Your instructions — Look below for the line with "Expected: one point per instance of the wooden end", and from there restate every line word for word until the entries end.

Referring expression data —

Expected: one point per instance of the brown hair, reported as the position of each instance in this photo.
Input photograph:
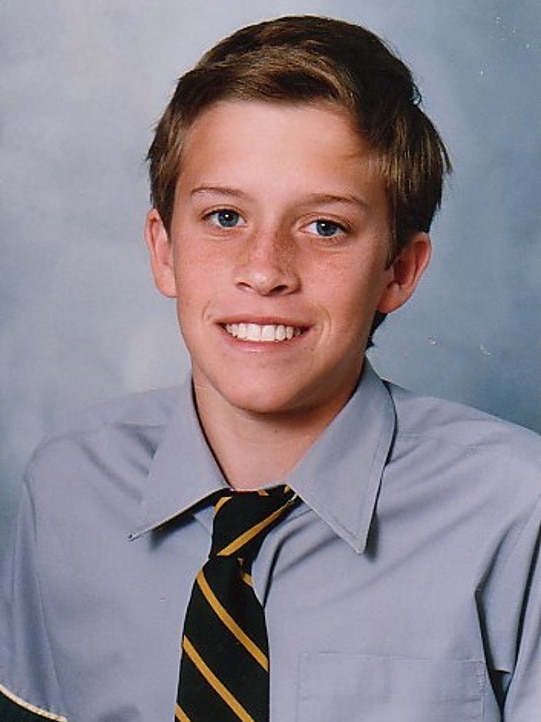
(304, 59)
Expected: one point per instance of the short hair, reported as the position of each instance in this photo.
(306, 59)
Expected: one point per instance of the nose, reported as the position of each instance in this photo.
(268, 265)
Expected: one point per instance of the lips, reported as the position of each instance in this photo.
(262, 333)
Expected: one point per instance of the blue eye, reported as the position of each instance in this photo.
(225, 218)
(327, 229)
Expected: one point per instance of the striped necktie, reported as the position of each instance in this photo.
(224, 671)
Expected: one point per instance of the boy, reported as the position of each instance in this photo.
(294, 179)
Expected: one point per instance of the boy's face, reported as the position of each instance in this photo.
(277, 256)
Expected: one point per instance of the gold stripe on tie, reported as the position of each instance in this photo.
(249, 534)
(180, 715)
(230, 623)
(213, 680)
(224, 667)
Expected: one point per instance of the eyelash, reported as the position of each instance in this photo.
(337, 229)
(213, 217)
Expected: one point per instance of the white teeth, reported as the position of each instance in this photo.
(269, 333)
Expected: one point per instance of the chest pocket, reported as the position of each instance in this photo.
(354, 687)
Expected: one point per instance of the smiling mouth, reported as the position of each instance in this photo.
(263, 333)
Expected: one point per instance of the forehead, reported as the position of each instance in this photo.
(270, 141)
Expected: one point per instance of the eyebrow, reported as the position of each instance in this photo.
(311, 198)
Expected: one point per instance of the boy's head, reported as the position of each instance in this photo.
(306, 59)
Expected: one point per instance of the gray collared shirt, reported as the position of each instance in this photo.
(405, 588)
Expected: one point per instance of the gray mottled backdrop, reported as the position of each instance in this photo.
(82, 84)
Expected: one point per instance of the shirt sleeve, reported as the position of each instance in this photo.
(513, 614)
(29, 689)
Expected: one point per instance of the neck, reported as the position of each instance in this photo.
(256, 450)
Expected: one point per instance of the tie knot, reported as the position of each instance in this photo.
(243, 518)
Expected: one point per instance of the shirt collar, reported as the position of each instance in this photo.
(339, 477)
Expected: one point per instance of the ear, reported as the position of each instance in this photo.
(406, 270)
(161, 254)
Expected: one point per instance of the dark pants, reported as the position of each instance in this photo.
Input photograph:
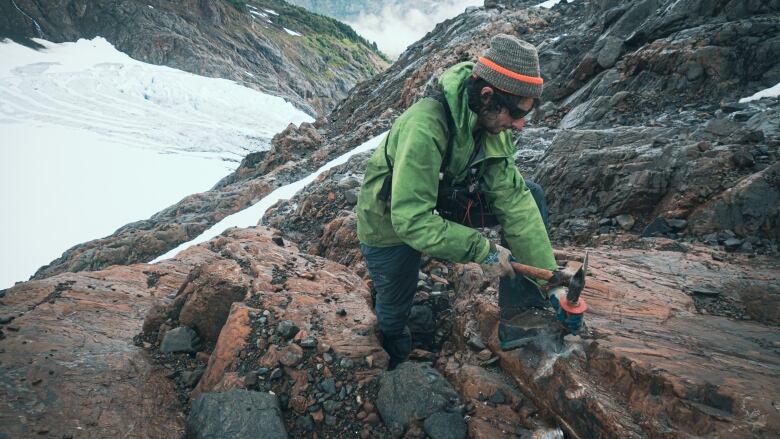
(394, 272)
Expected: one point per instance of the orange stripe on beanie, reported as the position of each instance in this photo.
(511, 65)
(506, 72)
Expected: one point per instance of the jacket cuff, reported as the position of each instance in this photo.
(483, 251)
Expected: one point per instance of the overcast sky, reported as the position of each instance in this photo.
(397, 26)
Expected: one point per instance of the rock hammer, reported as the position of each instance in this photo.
(572, 303)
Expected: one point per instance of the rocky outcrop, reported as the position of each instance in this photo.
(234, 40)
(68, 366)
(635, 90)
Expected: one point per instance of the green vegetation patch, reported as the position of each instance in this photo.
(306, 22)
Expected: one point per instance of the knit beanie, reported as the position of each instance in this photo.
(511, 65)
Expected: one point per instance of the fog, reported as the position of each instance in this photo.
(398, 26)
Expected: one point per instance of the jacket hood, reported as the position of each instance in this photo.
(453, 84)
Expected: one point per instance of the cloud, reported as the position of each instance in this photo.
(399, 25)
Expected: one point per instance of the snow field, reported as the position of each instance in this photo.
(91, 140)
(251, 216)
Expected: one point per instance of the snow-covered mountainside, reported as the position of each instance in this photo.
(309, 59)
(93, 139)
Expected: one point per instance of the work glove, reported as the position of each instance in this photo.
(497, 263)
(572, 322)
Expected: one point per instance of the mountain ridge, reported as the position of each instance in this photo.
(314, 70)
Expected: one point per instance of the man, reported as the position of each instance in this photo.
(446, 166)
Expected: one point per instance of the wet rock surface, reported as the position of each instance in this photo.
(414, 392)
(237, 414)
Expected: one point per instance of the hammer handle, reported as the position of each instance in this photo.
(536, 273)
(540, 273)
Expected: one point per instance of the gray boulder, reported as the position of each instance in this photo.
(181, 339)
(236, 414)
(412, 392)
(445, 426)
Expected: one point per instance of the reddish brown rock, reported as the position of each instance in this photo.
(312, 290)
(72, 370)
(208, 296)
(291, 355)
(232, 339)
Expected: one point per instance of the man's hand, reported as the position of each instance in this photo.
(572, 322)
(497, 264)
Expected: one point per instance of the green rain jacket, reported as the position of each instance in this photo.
(416, 146)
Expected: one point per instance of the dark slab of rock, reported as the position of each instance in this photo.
(238, 414)
(181, 339)
(413, 392)
(443, 425)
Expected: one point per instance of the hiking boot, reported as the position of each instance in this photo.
(525, 326)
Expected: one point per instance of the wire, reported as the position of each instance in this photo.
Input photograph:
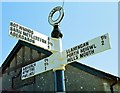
(63, 4)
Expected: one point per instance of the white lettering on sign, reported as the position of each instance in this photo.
(29, 35)
(28, 70)
(86, 49)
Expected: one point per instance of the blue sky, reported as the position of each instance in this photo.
(83, 21)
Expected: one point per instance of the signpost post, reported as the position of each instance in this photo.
(59, 59)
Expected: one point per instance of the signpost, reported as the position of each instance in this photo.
(86, 49)
(30, 36)
(59, 59)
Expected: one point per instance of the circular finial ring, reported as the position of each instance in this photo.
(60, 17)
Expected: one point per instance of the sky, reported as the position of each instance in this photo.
(82, 21)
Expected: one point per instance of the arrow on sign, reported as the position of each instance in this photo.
(59, 59)
(86, 49)
(30, 36)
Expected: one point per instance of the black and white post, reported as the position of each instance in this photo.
(56, 33)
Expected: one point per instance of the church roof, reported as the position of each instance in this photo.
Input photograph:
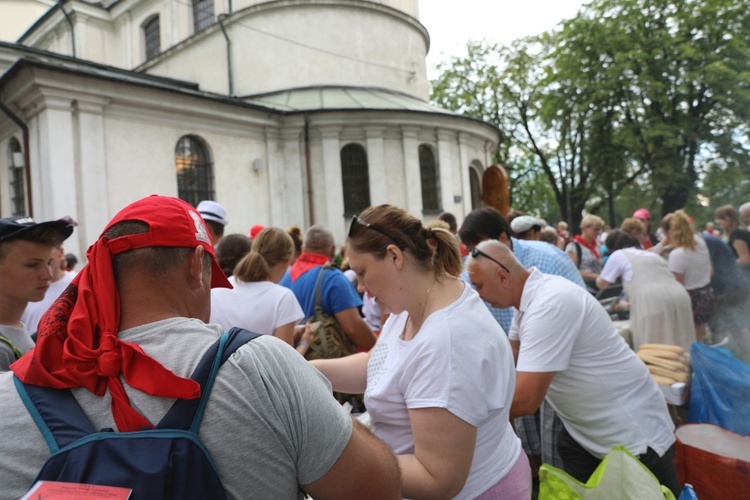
(331, 98)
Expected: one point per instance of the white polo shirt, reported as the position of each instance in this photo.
(601, 390)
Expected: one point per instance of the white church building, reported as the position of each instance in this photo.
(284, 111)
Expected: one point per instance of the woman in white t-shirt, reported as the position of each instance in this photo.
(660, 308)
(257, 303)
(439, 382)
(690, 263)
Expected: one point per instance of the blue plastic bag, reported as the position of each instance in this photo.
(720, 389)
(688, 493)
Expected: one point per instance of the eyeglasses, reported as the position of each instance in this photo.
(357, 221)
(476, 252)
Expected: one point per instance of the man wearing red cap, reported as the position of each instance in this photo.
(127, 333)
(645, 216)
(26, 259)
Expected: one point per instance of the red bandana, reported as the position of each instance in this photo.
(590, 246)
(304, 263)
(77, 342)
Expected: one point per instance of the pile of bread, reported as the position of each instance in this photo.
(667, 363)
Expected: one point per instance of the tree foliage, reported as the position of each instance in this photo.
(654, 90)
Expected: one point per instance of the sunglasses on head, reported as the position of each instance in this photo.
(356, 221)
(476, 252)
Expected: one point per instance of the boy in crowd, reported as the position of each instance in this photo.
(26, 257)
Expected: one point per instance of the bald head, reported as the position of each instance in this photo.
(497, 275)
(319, 240)
(745, 213)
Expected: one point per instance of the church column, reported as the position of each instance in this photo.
(293, 166)
(333, 189)
(463, 156)
(54, 179)
(413, 184)
(91, 169)
(274, 167)
(376, 165)
(126, 35)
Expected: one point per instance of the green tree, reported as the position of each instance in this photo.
(654, 90)
(544, 138)
(677, 74)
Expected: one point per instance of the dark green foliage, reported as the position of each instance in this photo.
(656, 91)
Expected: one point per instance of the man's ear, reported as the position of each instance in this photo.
(502, 275)
(195, 271)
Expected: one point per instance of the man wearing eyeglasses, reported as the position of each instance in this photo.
(537, 435)
(568, 352)
(338, 297)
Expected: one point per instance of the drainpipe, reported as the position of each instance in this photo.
(308, 170)
(229, 53)
(72, 30)
(27, 166)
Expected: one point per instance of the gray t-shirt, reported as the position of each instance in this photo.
(20, 339)
(270, 424)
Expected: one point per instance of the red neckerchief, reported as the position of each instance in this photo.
(590, 246)
(77, 346)
(304, 263)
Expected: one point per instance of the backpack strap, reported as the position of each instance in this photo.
(56, 413)
(187, 414)
(61, 420)
(318, 288)
(16, 352)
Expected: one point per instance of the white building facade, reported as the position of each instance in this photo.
(285, 112)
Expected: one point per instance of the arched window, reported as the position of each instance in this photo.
(195, 176)
(203, 14)
(476, 188)
(152, 37)
(430, 180)
(355, 179)
(16, 164)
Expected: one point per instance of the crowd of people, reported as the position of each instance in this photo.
(481, 348)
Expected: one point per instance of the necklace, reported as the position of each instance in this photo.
(424, 306)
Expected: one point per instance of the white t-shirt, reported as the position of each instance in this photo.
(589, 261)
(270, 423)
(695, 266)
(35, 310)
(371, 312)
(618, 264)
(461, 361)
(260, 306)
(602, 392)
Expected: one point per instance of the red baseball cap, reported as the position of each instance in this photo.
(642, 214)
(255, 231)
(172, 223)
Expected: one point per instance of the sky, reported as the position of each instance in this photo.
(451, 23)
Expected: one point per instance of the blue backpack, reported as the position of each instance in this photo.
(169, 461)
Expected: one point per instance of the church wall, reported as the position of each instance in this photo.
(262, 62)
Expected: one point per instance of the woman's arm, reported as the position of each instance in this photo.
(601, 283)
(588, 275)
(347, 374)
(444, 448)
(574, 257)
(285, 333)
(742, 251)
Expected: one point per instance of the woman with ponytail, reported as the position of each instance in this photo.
(690, 263)
(257, 303)
(439, 382)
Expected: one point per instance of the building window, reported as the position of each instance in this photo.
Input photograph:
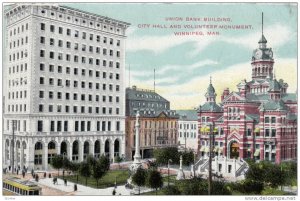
(50, 108)
(267, 132)
(65, 125)
(103, 125)
(76, 125)
(267, 119)
(273, 133)
(52, 126)
(50, 94)
(82, 126)
(52, 28)
(248, 132)
(51, 55)
(40, 126)
(42, 80)
(59, 69)
(74, 109)
(42, 53)
(58, 126)
(41, 108)
(59, 108)
(41, 94)
(42, 40)
(43, 26)
(273, 120)
(67, 109)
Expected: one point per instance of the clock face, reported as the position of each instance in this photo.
(258, 54)
(271, 54)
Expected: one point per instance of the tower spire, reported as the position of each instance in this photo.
(154, 79)
(262, 23)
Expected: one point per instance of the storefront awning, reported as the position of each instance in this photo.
(257, 152)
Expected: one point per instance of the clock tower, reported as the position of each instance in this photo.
(262, 60)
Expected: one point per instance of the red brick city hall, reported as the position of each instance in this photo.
(258, 121)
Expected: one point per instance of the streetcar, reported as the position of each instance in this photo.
(21, 187)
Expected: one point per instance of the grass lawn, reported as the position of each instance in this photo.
(172, 179)
(159, 192)
(108, 180)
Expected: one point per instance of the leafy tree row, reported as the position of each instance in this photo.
(162, 156)
(150, 178)
(96, 168)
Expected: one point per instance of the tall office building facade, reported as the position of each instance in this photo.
(64, 89)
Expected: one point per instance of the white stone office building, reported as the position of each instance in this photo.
(188, 130)
(64, 85)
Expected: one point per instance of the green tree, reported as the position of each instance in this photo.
(188, 158)
(162, 155)
(289, 169)
(195, 186)
(139, 178)
(118, 160)
(172, 190)
(100, 168)
(57, 162)
(154, 180)
(85, 171)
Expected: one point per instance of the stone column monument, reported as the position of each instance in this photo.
(137, 156)
(180, 173)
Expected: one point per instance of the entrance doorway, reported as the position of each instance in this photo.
(234, 150)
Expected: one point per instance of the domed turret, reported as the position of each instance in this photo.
(211, 93)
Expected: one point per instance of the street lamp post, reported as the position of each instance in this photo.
(64, 164)
(211, 132)
(169, 171)
(13, 147)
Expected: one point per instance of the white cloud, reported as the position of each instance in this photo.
(191, 94)
(276, 35)
(279, 34)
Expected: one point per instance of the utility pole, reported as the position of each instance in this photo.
(210, 159)
(13, 147)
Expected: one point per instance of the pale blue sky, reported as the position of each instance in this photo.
(179, 62)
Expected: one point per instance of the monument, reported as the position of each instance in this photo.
(137, 156)
(180, 173)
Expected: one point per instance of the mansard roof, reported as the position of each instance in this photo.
(187, 115)
(252, 117)
(210, 90)
(144, 95)
(273, 105)
(211, 107)
(275, 85)
(262, 39)
(265, 97)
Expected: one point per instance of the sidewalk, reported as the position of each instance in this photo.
(82, 190)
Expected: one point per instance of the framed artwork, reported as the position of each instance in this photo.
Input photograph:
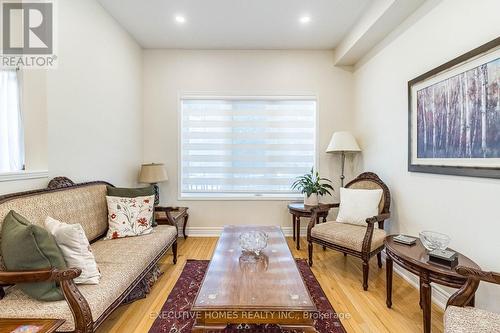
(454, 116)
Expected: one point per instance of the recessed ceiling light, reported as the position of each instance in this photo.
(305, 19)
(180, 19)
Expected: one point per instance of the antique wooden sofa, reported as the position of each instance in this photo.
(461, 318)
(124, 263)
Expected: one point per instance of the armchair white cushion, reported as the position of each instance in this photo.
(347, 235)
(356, 205)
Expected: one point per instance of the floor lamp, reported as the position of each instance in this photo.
(342, 142)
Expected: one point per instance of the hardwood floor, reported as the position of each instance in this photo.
(339, 276)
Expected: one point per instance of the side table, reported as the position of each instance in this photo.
(177, 214)
(298, 210)
(45, 325)
(415, 258)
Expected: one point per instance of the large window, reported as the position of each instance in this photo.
(11, 126)
(245, 147)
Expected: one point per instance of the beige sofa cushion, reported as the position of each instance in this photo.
(84, 204)
(121, 261)
(470, 320)
(347, 235)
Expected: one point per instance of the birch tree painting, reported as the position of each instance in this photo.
(460, 117)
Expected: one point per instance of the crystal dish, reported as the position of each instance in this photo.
(253, 241)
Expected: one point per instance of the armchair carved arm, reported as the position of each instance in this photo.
(464, 295)
(169, 219)
(77, 303)
(367, 240)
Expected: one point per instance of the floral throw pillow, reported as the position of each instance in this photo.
(129, 216)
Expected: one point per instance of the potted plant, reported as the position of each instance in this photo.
(312, 185)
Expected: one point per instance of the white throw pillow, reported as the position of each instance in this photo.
(75, 248)
(357, 205)
(130, 216)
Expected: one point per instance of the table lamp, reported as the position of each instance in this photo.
(342, 142)
(153, 174)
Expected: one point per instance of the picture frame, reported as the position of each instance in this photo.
(454, 116)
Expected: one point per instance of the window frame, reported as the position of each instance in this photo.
(241, 196)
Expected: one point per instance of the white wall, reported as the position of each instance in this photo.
(467, 209)
(93, 101)
(169, 73)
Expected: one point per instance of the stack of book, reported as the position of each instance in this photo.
(407, 240)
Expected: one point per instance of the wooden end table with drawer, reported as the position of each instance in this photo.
(178, 215)
(298, 210)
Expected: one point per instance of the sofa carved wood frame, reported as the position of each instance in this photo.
(76, 301)
(365, 253)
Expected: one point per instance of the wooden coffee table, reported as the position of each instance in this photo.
(244, 289)
(414, 259)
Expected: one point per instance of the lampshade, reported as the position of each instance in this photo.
(153, 173)
(342, 141)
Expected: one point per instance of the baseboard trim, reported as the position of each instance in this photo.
(439, 295)
(216, 231)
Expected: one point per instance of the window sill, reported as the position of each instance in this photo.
(235, 197)
(21, 175)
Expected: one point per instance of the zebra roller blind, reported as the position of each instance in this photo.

Exercise solution —
Expected: one point per instance of the wooden end table with drawer, reported as the position of each instance in this photo.
(178, 215)
(298, 210)
Expected: one point per instance of the sofa carved wood frame, reported as the position of each instance in this photo.
(76, 301)
(365, 253)
Expected: one point per instance of the wooden coffee table, reported as the position of each instance in this photo.
(244, 289)
(414, 259)
Expected: one point per instance of the lampshade, reported as the position of each instance in this photo.
(153, 173)
(342, 141)
Expected: one point per instance of the baseboard trim, reported as the position of each instance in this photo.
(439, 295)
(216, 231)
Expected: one point per instance of the window sill, reported as the position of each instance in this photo.
(235, 197)
(21, 175)
Expected: one point per instance of the zebra roller blind, reported as the position of each instance in this photo.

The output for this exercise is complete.